• [Given task]:
Convert the material between the line holding "Diagnostic imaging module: highlight the chandelier" and the line holding "(336, 249), (351, 272)", inclusive, into a JSON list of strings with one string per line. Leave out blank lines.

• [Exercise input]:
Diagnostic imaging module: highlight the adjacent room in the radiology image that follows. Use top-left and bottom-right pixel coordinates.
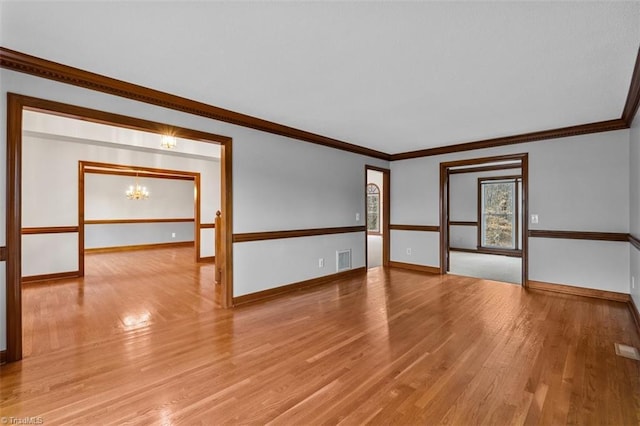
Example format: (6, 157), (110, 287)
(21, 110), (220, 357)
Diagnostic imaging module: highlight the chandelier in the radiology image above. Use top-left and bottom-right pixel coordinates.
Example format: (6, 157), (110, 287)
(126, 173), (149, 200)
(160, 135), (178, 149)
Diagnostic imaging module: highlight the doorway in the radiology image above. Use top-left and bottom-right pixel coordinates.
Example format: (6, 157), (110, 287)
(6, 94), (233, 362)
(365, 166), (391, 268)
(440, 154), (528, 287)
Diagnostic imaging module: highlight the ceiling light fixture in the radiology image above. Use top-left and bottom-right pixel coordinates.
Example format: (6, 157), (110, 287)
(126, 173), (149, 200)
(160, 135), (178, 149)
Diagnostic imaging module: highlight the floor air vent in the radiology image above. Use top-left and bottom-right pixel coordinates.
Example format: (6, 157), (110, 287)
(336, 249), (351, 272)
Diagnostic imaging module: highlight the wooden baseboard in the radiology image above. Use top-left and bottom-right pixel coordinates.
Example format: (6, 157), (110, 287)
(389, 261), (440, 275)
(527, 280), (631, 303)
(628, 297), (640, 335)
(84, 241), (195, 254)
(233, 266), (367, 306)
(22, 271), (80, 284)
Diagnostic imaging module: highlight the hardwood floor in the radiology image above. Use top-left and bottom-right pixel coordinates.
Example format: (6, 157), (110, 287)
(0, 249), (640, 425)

• [Result for this exercise]:
[
  "Diagnostic imaging module: highlight the chandelier in the radiology image above. Use top-left and bottom-right pixel coordinates.",
  "Example format: (6, 157), (110, 287)",
  "(126, 173), (149, 200)",
  "(160, 135), (178, 149)",
  "Diagnostic imaging module: highlight the doorway in the radiology image above. Use top-left and bottom-right pixel coordinates.",
  "Example format: (6, 157), (110, 287)",
  "(6, 94), (233, 362)",
  "(365, 166), (391, 268)",
  "(440, 154), (528, 287)",
  "Diagnostic imaging module: highlight the ceiling light fixture in the radiology image above. Use top-left and bottom-right pixel coordinates.",
  "Example format: (6, 157), (110, 287)",
  "(126, 173), (149, 200)",
  "(160, 135), (178, 149)",
  "Diagnostic imaging module: highlight the floor air vent in the radiology image above. Use top-left and bottom-right pixel coordinates.",
  "Example format: (6, 157), (110, 287)",
  "(336, 249), (351, 272)"
]